• **RECORDS PROVIDED**:
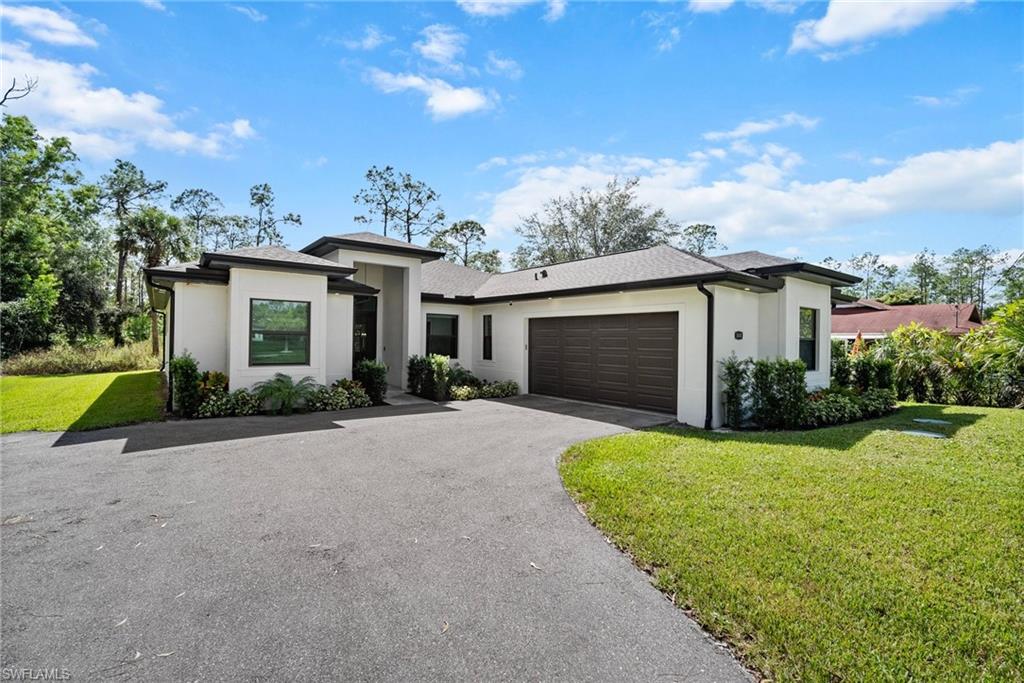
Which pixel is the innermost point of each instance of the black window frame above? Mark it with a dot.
(454, 343)
(488, 334)
(811, 341)
(308, 360)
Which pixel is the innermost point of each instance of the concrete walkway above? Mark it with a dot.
(403, 543)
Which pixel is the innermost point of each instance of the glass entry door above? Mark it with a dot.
(365, 329)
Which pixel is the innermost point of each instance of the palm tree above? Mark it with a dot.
(158, 237)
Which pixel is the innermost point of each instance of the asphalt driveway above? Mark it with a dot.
(404, 543)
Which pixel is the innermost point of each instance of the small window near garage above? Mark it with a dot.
(442, 335)
(809, 337)
(487, 344)
(279, 332)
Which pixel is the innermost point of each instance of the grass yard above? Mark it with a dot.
(848, 553)
(74, 402)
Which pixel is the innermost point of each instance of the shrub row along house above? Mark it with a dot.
(643, 329)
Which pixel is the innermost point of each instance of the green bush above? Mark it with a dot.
(283, 393)
(81, 359)
(778, 392)
(464, 393)
(418, 368)
(841, 369)
(503, 389)
(245, 402)
(357, 396)
(217, 403)
(328, 398)
(185, 385)
(438, 377)
(373, 376)
(735, 379)
(137, 328)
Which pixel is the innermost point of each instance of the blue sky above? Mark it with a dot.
(813, 129)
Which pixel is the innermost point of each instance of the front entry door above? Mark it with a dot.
(365, 329)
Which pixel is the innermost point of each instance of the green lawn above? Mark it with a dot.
(58, 402)
(850, 553)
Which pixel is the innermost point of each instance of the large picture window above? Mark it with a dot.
(279, 332)
(442, 335)
(487, 340)
(809, 337)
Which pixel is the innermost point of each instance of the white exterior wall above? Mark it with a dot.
(511, 329)
(201, 324)
(249, 284)
(470, 329)
(339, 336)
(783, 307)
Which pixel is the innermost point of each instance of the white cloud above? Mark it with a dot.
(104, 122)
(710, 5)
(670, 40)
(975, 180)
(851, 24)
(443, 99)
(954, 98)
(555, 10)
(498, 66)
(46, 26)
(251, 13)
(371, 40)
(749, 128)
(441, 44)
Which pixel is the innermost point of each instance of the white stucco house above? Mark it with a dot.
(642, 329)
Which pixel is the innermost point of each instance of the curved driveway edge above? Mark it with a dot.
(424, 544)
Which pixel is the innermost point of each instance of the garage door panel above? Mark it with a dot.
(628, 360)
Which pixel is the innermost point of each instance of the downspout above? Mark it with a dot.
(169, 346)
(710, 372)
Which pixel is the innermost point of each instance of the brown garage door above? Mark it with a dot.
(627, 360)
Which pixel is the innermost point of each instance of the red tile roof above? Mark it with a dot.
(869, 316)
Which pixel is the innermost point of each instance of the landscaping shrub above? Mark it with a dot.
(185, 385)
(283, 393)
(464, 393)
(328, 398)
(841, 368)
(373, 376)
(418, 368)
(735, 379)
(217, 403)
(438, 377)
(503, 389)
(357, 396)
(246, 402)
(81, 359)
(778, 392)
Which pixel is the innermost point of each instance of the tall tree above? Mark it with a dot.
(160, 238)
(381, 197)
(200, 207)
(264, 224)
(418, 212)
(700, 239)
(126, 187)
(591, 223)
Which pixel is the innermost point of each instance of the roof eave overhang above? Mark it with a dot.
(212, 260)
(732, 280)
(328, 244)
(809, 271)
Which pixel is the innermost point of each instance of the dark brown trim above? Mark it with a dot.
(328, 244)
(213, 257)
(308, 305)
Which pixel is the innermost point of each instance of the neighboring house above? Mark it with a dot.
(873, 319)
(642, 329)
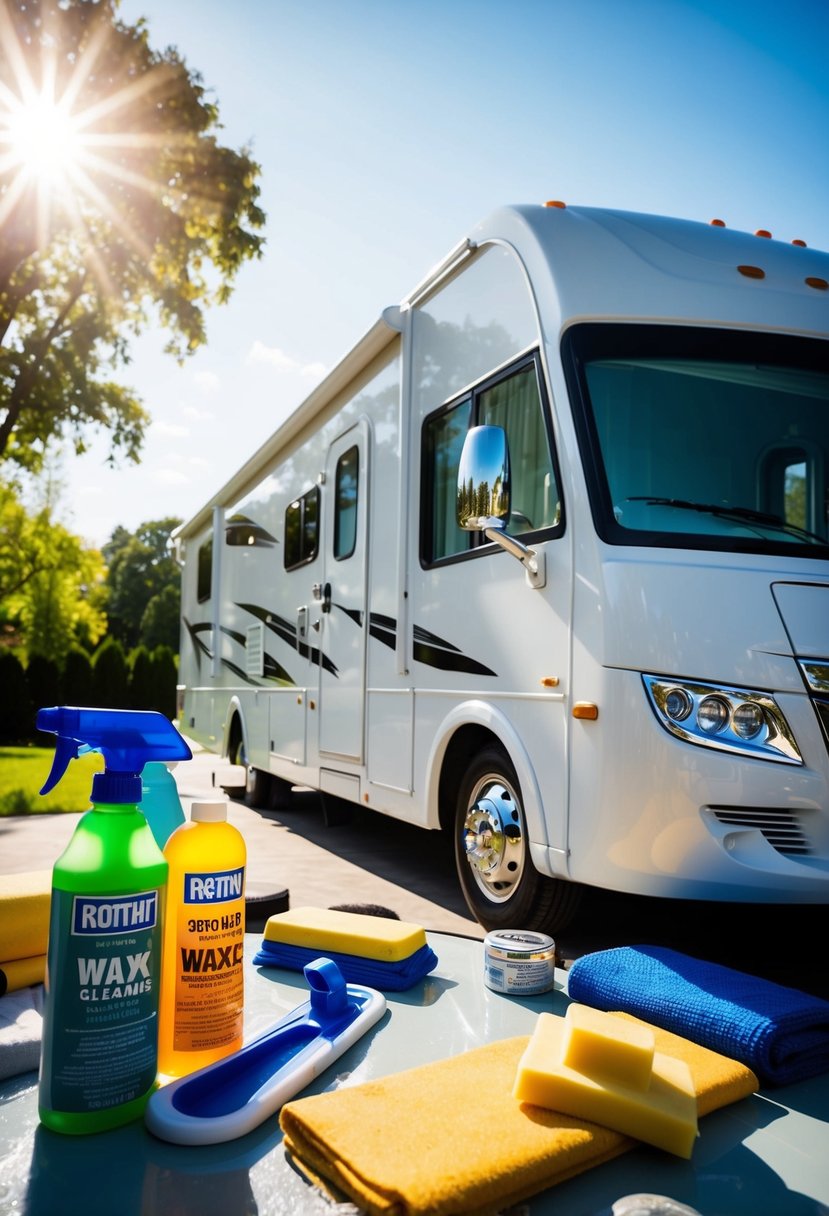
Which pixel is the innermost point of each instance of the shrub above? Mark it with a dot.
(111, 677)
(16, 718)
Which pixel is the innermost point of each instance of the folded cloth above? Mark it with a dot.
(387, 977)
(24, 902)
(392, 1144)
(18, 973)
(780, 1034)
(21, 1030)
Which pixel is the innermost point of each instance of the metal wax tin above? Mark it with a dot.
(519, 961)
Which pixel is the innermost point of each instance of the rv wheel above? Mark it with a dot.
(500, 883)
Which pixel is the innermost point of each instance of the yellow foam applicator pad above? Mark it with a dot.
(17, 973)
(24, 904)
(392, 1144)
(345, 933)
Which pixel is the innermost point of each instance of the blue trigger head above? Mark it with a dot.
(330, 998)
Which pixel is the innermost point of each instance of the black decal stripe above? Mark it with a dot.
(274, 670)
(237, 671)
(427, 639)
(198, 645)
(351, 613)
(288, 634)
(449, 660)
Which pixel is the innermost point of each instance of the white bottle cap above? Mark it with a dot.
(209, 811)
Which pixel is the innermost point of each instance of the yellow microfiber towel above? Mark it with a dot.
(392, 1144)
(18, 973)
(24, 904)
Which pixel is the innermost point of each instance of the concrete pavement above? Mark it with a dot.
(291, 850)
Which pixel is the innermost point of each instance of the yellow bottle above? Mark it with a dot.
(202, 967)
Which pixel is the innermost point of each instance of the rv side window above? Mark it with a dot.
(345, 504)
(514, 403)
(204, 570)
(302, 529)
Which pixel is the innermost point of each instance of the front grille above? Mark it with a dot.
(778, 826)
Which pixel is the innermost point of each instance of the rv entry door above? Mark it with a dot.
(344, 615)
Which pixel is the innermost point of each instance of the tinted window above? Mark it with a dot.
(345, 504)
(302, 529)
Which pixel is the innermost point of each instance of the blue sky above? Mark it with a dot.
(385, 130)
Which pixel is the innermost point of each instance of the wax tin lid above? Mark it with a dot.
(519, 943)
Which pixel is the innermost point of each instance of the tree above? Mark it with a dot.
(50, 581)
(118, 206)
(15, 701)
(140, 568)
(111, 677)
(161, 623)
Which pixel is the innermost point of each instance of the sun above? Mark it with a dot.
(43, 141)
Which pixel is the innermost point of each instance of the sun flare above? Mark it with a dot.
(43, 140)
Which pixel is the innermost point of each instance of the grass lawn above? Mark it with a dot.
(24, 770)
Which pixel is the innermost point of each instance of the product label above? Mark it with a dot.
(210, 947)
(101, 1020)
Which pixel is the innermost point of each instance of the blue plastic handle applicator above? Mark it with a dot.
(235, 1095)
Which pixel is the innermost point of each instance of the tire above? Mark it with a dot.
(257, 783)
(501, 885)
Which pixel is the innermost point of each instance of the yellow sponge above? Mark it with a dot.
(663, 1114)
(24, 904)
(345, 933)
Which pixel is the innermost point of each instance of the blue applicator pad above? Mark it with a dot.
(231, 1097)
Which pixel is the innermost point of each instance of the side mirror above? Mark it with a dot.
(483, 497)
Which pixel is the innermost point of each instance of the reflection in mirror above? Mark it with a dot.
(483, 497)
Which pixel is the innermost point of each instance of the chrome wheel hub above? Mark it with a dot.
(492, 838)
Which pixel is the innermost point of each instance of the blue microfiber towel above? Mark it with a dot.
(385, 977)
(780, 1034)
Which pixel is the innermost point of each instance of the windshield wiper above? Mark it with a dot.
(746, 513)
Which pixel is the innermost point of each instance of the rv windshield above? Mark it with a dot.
(703, 438)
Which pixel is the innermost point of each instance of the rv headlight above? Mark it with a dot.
(712, 715)
(720, 716)
(748, 720)
(678, 704)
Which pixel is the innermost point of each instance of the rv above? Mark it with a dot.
(543, 564)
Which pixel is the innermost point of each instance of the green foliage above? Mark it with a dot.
(43, 677)
(141, 680)
(78, 677)
(161, 623)
(140, 569)
(165, 675)
(151, 223)
(111, 681)
(23, 772)
(15, 701)
(50, 581)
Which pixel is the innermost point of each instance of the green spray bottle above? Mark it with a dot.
(100, 1037)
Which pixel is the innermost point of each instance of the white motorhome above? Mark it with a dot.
(545, 562)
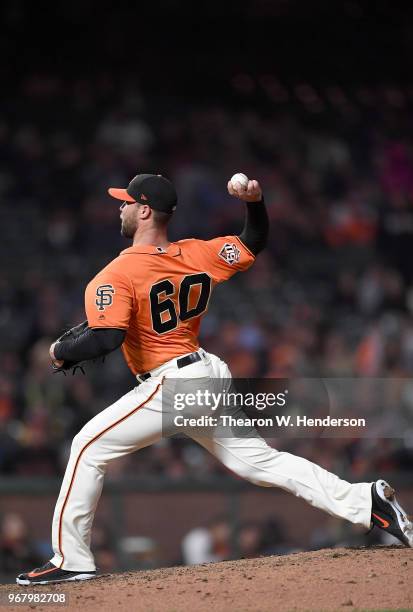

• **REQUIREMENT**:
Find every line in the rows above that contains the word "yellow", and copy each of those lines in full.

• **FINAL RESULT**:
Which pixel is the innermost point of each instance of the yellow foam applicator pad above? Mark it with a dot.
Which pixel is the innermost point of each instance of the yellow microfiber towel above? Mark it with a dot.
Which pixel is the innermost point of each instance of the yellow bottle above? Mark it with a dot.
Which pixel is the innermost point of each instance of the yellow sponge above? Mark it with a dot.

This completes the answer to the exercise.